BEGIN Reading passage
Keinen, as quoted in the Cambridge History of Japan: Early Modern Japan.
Estimates of the total number of Korean slaves taken back to Japan range from 50,000 to 200,000. Most were likely just farmers or laborers, but Confucian scholars and artisans such as potters and blacksmiths were particularly prized. In fact, a great Neo-Confucian movement sprang up in Tokugawa Japan (1602-1868), due in large part to the work of captured Korean scholars.
The most visible influence these slaves had in Japan, however, was on Japanese ceramic styles. Between the examples of looted ceramics taken from Korea, and skilled potters brought back to Japan, Korean styles and techniques had an important impact on Japanese pottery.
Yi Sam-pyeong and Arita Ware:
One of the great Korean ceramic artisans kidnapped by Hideyoshi's army was Yi Sam-pyeong (1579-1655). Along with his entire extended family, Yi was taken to the city of Arita, in Saga Prefecture on the southern island of Kyushu.
Yi explored the area and discovered deposits of kaolin, a light, pure white clay, which allowed him to introduce porcelain manufacture to Japan. Soon, Arita became the center of porcelain production in Japan. It specialized in pieces made with overglazing in imitation of Chinese blue and white porcelains; these goods were popular imports in Europe.
Yi Sam-pyeong lived out the remainder of his life in Japan, and took the Japanese name Kanagae Sanbee.
The daimyo of Satsuma domain on the southern end of Kyushu Island also wanted to create a porcelain industry, so he kidnapped Korean potters and brought them back to his capital as well. They developed a porcelain style called Satsuma ware, which is decorated with ivory crackle glaze painted over with colorful scenes and gold trim.
Like Arita ware, Satsuma ware was produced for the export market. Dutch traders at Dejima Island, Nagasaki were the conduit for Japanese porcelain imports into Europe.
The Ri Brothers and Hagi Ware:
Not wanting to be left out, the daimyo of Yamaguchi Prefecture, on the southern tip of the main island of Honshu also captured Korean ceramic artists for his domain. His most famous captives were two brothers, Ri Kei and Ri Shakko, who began firing a new style called Hagi ware in 1604.
Unlike the export-driven pottery works of Kyushu, the Ri brothers' kilns turned out pieces for use in Japan. Hagi ware is stoneware with a milky white glaze, which sometimes includes an etched or incised design. In particular, tea sets made of Hagi ware are especially prized.
Today, Hagi ware is second only to Raku in the world of Japanese tea ceremony sets. The descendants of the Ri brothers, who changed their family name to Saka, are still making pottery in Hagi.
Other Korean-made Japanese Pottery Styles:
Among the other Japanese pottery styles that were created or greatly influenced by enslaved Korean potters are the sturdy, simple Karatsu ware; Korean potter Sonkai's light Agano teaware; and Pal San's richly glazed Takatori ware.
Artistic Legacy of a Brutal War:
The Imjin War was one of the most brutal in early modern Asian history. When Japan's soldiers realized that they would not win the war, they engaged in atrocities such as cutting off the noses of every Korean person in some villages; the noses were turned in to their commanders as trophies. They also looted or destroyed priceless works of art and scholarship.
Out of the horror and suffering, however, some good also appeared (at least, for Japan). Although it must have been heart-breaking for the Korean artisans who were kidnapped and enslaved, Japan used their skills and technical knowledge to produce amazing advances in silk making, in ironwork, and especially in pottery.
END Reading passage
-- Task to carry out --
In the passage above on Korean potters in Japan, turn the paragraph that begins "Unlike the export-driven pottery works" into a short bulleted list that keeps its main facts.
BEGIN Record extracts
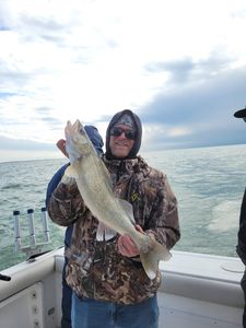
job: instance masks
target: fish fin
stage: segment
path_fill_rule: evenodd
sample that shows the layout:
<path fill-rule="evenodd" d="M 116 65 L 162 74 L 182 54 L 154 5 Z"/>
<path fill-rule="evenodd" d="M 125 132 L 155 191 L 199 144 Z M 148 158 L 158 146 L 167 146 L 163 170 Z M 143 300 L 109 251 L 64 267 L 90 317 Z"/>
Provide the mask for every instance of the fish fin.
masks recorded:
<path fill-rule="evenodd" d="M 117 233 L 114 230 L 107 227 L 103 222 L 99 222 L 96 231 L 96 241 L 109 241 L 114 238 L 116 234 Z"/>
<path fill-rule="evenodd" d="M 127 218 L 130 220 L 130 222 L 133 225 L 136 225 L 132 204 L 125 199 L 118 199 L 118 202 L 119 202 L 120 207 L 124 209 L 124 211 L 127 212 Z"/>
<path fill-rule="evenodd" d="M 102 169 L 104 172 L 105 184 L 106 184 L 108 190 L 113 191 L 113 181 L 112 181 L 110 173 L 99 156 L 98 156 L 98 162 L 101 163 Z"/>
<path fill-rule="evenodd" d="M 66 151 L 69 155 L 70 163 L 73 164 L 81 157 L 90 155 L 90 147 L 87 145 L 87 137 L 81 134 L 81 128 L 83 126 L 79 120 L 73 125 L 68 120 L 65 128 L 66 136 Z"/>
<path fill-rule="evenodd" d="M 172 257 L 169 250 L 162 244 L 153 241 L 153 248 L 148 253 L 140 253 L 142 266 L 150 279 L 154 279 L 159 270 L 159 261 L 167 261 Z"/>
<path fill-rule="evenodd" d="M 68 166 L 65 171 L 65 176 L 68 178 L 79 178 L 77 171 L 72 167 L 72 165 Z"/>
END Record extracts
-- Written response --
- Unlike the export-focused pottery works of Kyushu, the Ri brothers' kilns made pieces for use in Japan.
- Hagi ware is stoneware with a milky white glaze.
- It sometimes has an etched or incised design.
- Hagi ware tea sets are especially prized.